### Document section
+---+

13. There is another set of scales, too, of an opposite colour. Those I have described are painted black; these are of golden hue. They are the scales of prosperity. Many a man has endured the chills of poverty who could not endure sunny weather. Some men’s religion is very much like the palace of the queen of Russia, which had been built out of solid slabs of ice. It could stand the frost; the roughest breeze could not destroy it; the sharp touch of winter could not devour it; they only strengthened and made it more lasting. But summer melted it all away, and, where once were the halls of revelry, nothing remained but the black rolling river. How many have been destroyed by prosperity? The fumes of popularity have turned the brains of many a man. The adulation of multitudes has laid thousands low. Popular applause has its foot in the sand, even when it has its head among the stars. I have known many who in a cottage seemed to fear God, but in a mansion have forgotten him. When their daily bread was earned with the sweat of their brow, then they served the Lord, and went up to his house with gladness. But their seeming religion all departed when their flocks and herds increased, and their gold and silver was multiplied. It is no easy thing to stand the trial of prosperity. You know the old fable; I will just frame it in a Christian light. When the winds of affliction blow on a Christian’s head, he just pulls around him the coat of heavenly consolation, and girds his religion about him all the tighter for the fury of the storm. But when the sun of prosperity shines on him, the traveller grows warm, and full of delight and pleasure, he takes off his coat, and lays it aside; so that what the storms of affliction never could accomplish, the soft hand and the witchery of prosperity has been able to perform. It has loosened the loins of many a mighty man. It has been the Delilah that has shorn the locks and taken away the strength of many a Samson. This rock has witnessed the most fatal wrecks.
More the treacherous calm I dread,
Than tempests rolling over head.
But shall we be able to say after passing through prosperity, “This is not my rest, this is not my God. Let him give me what he may, I will thank him for it, yet I will rejoice in the giver rather than the gift; I will say to the Lord ‘You only are my rest.’” It is well if you can come out of these scales enabled honestly to hope that you are not found wanting.

+---+

Excerpts of pointing data
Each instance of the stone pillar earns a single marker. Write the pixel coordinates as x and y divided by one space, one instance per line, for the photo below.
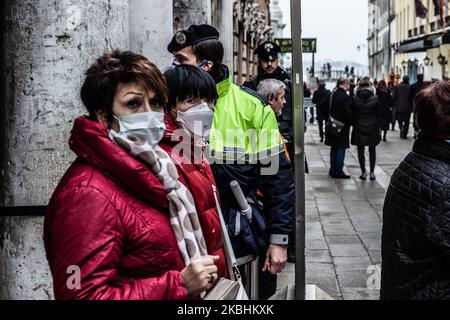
45 56
187 12
225 27
151 29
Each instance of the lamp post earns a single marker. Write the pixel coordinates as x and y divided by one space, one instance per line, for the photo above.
299 141
442 61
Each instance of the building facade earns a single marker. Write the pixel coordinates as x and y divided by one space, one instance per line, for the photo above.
251 26
419 38
423 43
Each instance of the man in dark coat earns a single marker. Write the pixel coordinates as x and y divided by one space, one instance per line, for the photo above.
320 99
367 119
341 111
415 89
415 245
403 106
268 68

+---+

### The tasks
• 1. Do the following statements agree with the passage on the scales of prosperity? For each, answer yes or no and quote the words of the passage that decide it.
(a) The scales of prosperity are painted black.
(b) The palace of the queen of Russia could stand the frost.
(c) The storms of affliction make the Christian take off his coat.
• 2. Can you repeat the passage on the scales of prosperity word for word, from "More the treacherous" up to and including "not found wanting."?
• 3. Answer these questions on the passage on the scales of prosperity:
(a) What was the palace of the queen of Russia built out of?
(b) Which figure is prosperity said to have been to many a Samson?
(c) What words does the speaker hope to say to the Lord?

### Expected results
• 1.
(a) No: "Those I have described are painted black; these are of golden hue."
(b) Yes: "It could stand the frost"
(c) No: "But when the sun of prosperity shines on him, the traveller grows warm, and full of delight and pleasure, he takes off his coat, and lays it aside"

• 2.
More the treacherous calm I dread,
Than tempests rolling over head.
But shall we be able to say after passing through prosperity, “This is not my rest, this is not my God. Let him give me what he may, I will thank him for it, yet I will rejoice in the giver rather than the gift; I will say to the Lord ‘You only are my rest.’” It is well if you can come out of these scales enabled honestly to hope that you are not found wanting.

• 3.
(a) Solid slabs of ice.
(b) The Delilah that has shorn the locks and taken away the strength of many a Samson.
(c) "You only are my rest."